**Input material:**

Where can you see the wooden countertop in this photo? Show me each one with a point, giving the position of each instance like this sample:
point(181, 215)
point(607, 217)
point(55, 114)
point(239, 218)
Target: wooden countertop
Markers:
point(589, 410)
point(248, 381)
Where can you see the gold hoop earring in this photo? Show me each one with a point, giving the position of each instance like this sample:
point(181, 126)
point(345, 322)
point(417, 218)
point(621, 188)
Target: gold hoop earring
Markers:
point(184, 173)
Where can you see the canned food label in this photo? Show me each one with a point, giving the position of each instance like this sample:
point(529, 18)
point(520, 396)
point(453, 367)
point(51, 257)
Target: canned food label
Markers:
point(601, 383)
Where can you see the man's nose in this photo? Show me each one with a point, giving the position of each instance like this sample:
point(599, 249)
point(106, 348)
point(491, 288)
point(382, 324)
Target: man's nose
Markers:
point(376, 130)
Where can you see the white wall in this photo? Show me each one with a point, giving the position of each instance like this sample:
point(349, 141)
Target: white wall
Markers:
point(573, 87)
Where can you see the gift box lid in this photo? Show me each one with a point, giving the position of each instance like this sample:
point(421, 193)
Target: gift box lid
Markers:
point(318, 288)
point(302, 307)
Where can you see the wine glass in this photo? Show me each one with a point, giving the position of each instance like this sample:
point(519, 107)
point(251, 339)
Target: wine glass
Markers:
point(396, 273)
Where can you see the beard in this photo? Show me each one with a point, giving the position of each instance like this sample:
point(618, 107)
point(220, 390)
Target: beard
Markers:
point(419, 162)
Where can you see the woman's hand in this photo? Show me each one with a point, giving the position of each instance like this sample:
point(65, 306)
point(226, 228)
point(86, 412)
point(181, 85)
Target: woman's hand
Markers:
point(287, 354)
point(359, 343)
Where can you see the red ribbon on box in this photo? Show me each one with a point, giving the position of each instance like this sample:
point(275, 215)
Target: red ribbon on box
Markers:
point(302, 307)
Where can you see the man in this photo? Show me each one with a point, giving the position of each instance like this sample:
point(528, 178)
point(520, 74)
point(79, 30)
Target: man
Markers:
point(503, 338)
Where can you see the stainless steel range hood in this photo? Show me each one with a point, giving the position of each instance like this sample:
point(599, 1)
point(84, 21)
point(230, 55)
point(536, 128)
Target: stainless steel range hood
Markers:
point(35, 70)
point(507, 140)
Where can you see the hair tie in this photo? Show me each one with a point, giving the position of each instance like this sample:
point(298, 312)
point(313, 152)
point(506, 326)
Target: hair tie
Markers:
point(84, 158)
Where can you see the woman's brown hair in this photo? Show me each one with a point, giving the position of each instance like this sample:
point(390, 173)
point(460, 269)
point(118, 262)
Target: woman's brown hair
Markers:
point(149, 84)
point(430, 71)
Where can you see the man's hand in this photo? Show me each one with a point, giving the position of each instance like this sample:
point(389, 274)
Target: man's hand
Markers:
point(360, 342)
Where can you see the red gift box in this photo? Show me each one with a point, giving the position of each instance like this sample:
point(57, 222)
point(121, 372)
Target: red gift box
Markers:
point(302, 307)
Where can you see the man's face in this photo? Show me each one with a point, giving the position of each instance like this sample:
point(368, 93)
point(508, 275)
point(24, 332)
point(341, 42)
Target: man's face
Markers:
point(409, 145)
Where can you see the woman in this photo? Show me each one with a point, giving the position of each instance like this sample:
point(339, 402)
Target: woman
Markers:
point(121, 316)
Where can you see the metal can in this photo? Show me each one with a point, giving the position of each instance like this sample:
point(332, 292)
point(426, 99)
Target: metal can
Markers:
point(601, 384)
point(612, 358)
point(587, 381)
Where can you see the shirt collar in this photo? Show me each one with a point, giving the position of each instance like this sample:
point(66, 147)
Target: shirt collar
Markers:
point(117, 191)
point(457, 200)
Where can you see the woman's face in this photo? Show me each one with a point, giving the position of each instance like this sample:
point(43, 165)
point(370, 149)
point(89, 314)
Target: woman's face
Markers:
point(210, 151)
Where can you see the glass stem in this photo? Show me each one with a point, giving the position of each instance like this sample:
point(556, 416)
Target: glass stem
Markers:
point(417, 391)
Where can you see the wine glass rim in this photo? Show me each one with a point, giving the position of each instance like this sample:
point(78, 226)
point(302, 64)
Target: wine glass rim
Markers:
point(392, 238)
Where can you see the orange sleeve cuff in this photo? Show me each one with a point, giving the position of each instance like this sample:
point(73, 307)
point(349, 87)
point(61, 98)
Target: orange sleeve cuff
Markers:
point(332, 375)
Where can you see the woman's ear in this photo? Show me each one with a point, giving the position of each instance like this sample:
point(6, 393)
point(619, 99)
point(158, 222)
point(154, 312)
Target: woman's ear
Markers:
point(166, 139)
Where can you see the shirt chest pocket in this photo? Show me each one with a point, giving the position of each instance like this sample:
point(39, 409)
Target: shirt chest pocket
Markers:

**Exercise:**
Give the stretch from the start of the items above through the line that contains "point(601, 383)" as a Markdown table with two columns, Row and Item line, numbering each row and leaving out blank lines.

**Finished exercise:**
| Row | Item line |
|---|---|
| 1 | Where can you see the wooden countertop in this photo? Show me each one with a point, giving the position of each instance like this sample: |
| 2 | point(181, 215) |
| 3 | point(607, 217) |
| 4 | point(55, 114) |
| 5 | point(239, 218) |
| 6 | Target: wooden countertop |
| 7 | Markers: |
| 8 | point(589, 410) |
| 9 | point(248, 381) |
| 10 | Where can you see the gold hoop earring in this photo? Show me each one with a point, giving the position of each instance like this sample: |
| 11 | point(181, 126) |
| 12 | point(345, 322) |
| 13 | point(417, 218) |
| 14 | point(621, 188) |
| 15 | Target: gold hoop earring |
| 16 | Markers: |
| 17 | point(184, 173) |
| 18 | Where can you see the canned food label in this photo? Show me each one with a point, giving the position of each instance like this sample: |
| 19 | point(529, 18) |
| 20 | point(520, 396) |
| 21 | point(453, 367) |
| 22 | point(51, 257) |
| 23 | Target: canned food label |
| 24 | Markers: |
| 25 | point(601, 383) |